== Given exercise ==
Give the data a second time, exactly and in full.

::: Task data :::

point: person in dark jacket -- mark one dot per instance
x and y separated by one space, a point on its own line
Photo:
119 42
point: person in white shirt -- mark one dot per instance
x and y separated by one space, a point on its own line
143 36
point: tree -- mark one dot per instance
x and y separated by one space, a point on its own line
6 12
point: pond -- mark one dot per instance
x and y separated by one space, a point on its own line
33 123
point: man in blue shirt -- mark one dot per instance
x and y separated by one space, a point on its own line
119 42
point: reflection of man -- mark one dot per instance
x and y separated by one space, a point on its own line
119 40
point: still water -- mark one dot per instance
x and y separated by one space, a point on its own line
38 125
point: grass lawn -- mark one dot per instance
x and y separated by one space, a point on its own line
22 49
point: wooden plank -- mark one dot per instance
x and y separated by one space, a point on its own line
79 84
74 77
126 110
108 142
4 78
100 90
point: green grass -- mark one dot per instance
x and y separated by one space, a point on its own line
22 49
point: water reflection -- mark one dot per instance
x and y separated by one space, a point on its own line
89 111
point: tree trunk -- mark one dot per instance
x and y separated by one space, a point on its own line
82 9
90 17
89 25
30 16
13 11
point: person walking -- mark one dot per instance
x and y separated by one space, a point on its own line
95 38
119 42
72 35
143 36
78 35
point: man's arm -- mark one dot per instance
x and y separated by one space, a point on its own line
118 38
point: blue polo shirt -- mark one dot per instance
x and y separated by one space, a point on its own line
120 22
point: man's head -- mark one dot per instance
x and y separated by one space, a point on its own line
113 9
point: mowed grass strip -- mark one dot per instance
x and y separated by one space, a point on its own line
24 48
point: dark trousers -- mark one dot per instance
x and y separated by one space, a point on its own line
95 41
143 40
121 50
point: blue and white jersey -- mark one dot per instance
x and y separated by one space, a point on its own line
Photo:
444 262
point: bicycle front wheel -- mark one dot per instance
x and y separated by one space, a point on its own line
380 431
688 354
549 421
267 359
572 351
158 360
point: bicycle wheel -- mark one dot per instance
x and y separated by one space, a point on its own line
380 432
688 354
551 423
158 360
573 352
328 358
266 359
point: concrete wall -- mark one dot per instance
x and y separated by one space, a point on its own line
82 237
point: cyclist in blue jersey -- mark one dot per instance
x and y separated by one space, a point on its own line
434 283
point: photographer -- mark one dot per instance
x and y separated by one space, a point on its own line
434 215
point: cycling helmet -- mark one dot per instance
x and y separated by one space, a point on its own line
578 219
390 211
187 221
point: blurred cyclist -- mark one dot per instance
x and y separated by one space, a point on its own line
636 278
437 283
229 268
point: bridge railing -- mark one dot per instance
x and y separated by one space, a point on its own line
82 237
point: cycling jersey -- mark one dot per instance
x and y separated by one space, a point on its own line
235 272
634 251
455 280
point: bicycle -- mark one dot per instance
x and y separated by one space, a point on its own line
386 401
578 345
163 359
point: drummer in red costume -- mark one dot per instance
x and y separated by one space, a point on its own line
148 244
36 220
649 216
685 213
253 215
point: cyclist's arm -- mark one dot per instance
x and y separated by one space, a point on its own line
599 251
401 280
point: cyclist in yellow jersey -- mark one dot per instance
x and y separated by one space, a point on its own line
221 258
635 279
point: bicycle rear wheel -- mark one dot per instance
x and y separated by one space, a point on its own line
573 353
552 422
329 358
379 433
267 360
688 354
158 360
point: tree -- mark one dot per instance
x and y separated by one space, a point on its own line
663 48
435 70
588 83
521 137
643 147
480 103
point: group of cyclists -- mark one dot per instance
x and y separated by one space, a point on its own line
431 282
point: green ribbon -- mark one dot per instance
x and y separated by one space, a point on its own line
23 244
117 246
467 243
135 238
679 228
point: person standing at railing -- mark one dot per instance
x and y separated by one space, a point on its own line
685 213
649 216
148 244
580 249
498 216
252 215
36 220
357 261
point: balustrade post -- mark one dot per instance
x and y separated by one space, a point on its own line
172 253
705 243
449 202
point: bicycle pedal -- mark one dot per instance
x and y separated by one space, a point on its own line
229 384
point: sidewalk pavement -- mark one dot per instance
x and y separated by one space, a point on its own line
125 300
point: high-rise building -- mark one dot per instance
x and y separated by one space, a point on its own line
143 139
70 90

:::

== Response to the exercise ==
point: person in dark jacket -- mark one dot per instance
x and y separated by one space, a point on its own line
Photo:
119 42
point: person in white shirt -- mark one dot per instance
x and y separated by one space, a point on its own line
143 36
point: tree -- mark one dot per instance
x and y separated by one space, a point on its own line
6 12
point: pond -- mark one dot per instance
x and y separated by one space, a point on its own line
33 123
point: man in blue shirt -- mark one dot per instance
x and y separated by one space, a point on its own line
119 42
point: reflection of man -- mark one dot per instance
x and y separated by one space, a point on its own line
119 40
point: still water -- mark one dot per instance
x and y separated by one space, a point on its own line
38 125
point: grass lawn -- mark one dot per instance
x and y separated by one space, a point on its own line
22 49
point: wooden plank -- mark one dot per instance
x and y separated by one space, a point on its own line
79 84
74 77
126 110
108 142
4 78
100 90
point: green grass -- mark one dot per instance
x and y separated by one space, a point on its own line
22 49
point: water reflection -- mark one dot per instance
x and y separated by one space, a point on its own line
89 111
point: tree trunk -- mark one dot per instance
x and y separated by one space, a point on its own line
82 9
90 17
89 25
30 16
13 11
point: person walking -- mark one dot per instance
x and y separated by one space, a point on its own line
95 38
119 42
72 35
143 36
78 35
point: man's arm -- mark one dot per instance
x and y separated by one space, a point on its own line
118 38
point: blue polo shirt -- mark one dot per instance
x and y separated by one space, a point on its own line
120 22
point: man's head -- mark one dot per instance
x and y separated by one space, a point on its own line
113 9
point: mowed grass strip -- mark one dot per instance
x and y separated by one space, a point on its own line
24 48
point: dark trousers -- mark one dot per instance
x and y separated by one space, a point on its own line
95 41
143 40
121 50
point: blue and white jersey -- mark one dot per instance
x and y separated by one space, a point on its own line
Photo:
444 262
point: bicycle front wheel -- mark one dot per instance
x and y separated by one space, a point on its own line
380 431
688 354
549 421
267 359
572 351
158 360
point: bicycle wheel -- mark one dot per instance
x and y separated by one space, a point on its own line
380 432
688 354
551 423
158 360
573 352
328 358
266 359
point: concrete wall -- mark one dot per instance
x and y separated by one space, a point on its own line
82 237
point: cyclist in blue jersey -- mark one dot per instance
x and y separated by one space, a point on its own line
434 283
point: photographer -- mark one dot per instance
x and y separated by one space, a point on its own line
434 215
point: cycling helmet -- mark one dot per instance
x and y separated by one space, a point on its own line
578 219
390 211
187 221
point: blurred cyclist -- mark one dot per instance
x and y separated by one space, a point on its own line
636 278
437 283
229 268
point: bridge railing -- mark one dot per instance
x and y separated by one space, a point on its own line
82 237
point: cycling jersey -- mark one dot per instance
x and y separated by one space, a point on its own line
235 272
634 251
455 280
point: bicycle -- mark one dot per instance
x and y separated by one space, a point on its own line
386 401
578 345
163 359
point: drummer in red costume -- mark one dot per instance
x and y separated by one space, a point on its own line
148 244
36 220
649 216
685 213
253 215
point: cyclist's arm -- mark one dot per instance
x and y separated by one space, a point on its own line
599 251
401 280
point: cyclist in yellow jersey -- mark one dot per instance
x and y separated by one space, a point on its own line
221 258
635 279
point: bicycle rear wheel -- mark one dot per instance
x and y separated by one space, a point on its own line
573 353
552 422
329 358
379 433
267 360
688 354
158 360
point: tree -- mark one dot per instance
x and y separated by one space, a point on its own line
663 48
435 70
588 83
521 137
643 147
480 103
point: group of cyclists -- mark one dot per instance
x and y separated by one space, a point on its own line
431 282
point: green ribbon -- mark one dot per instance
x and y separated by one space, a point on its own line
23 244
117 246
467 243
135 238
679 228
point: person standing at railing -- mark one dot per instance
x and y separated by one space, a point on its own line
685 213
649 216
148 244
580 249
498 216
252 215
36 220
357 261
point: balustrade post -- mark one dot per instance
x and y separated by one space, a point on its own line
172 253
705 243
449 202
point: bicycle pedal -- mark one dot per instance
x and y separated by one space, a point on its own line
229 384
point: sidewalk pavement -- mark one dot per instance
x and y separated by one space, a point on its own line
125 300
point: high-rise building -- mark one dot per instance
x and y separated by one space, a point on its own line
143 139
70 90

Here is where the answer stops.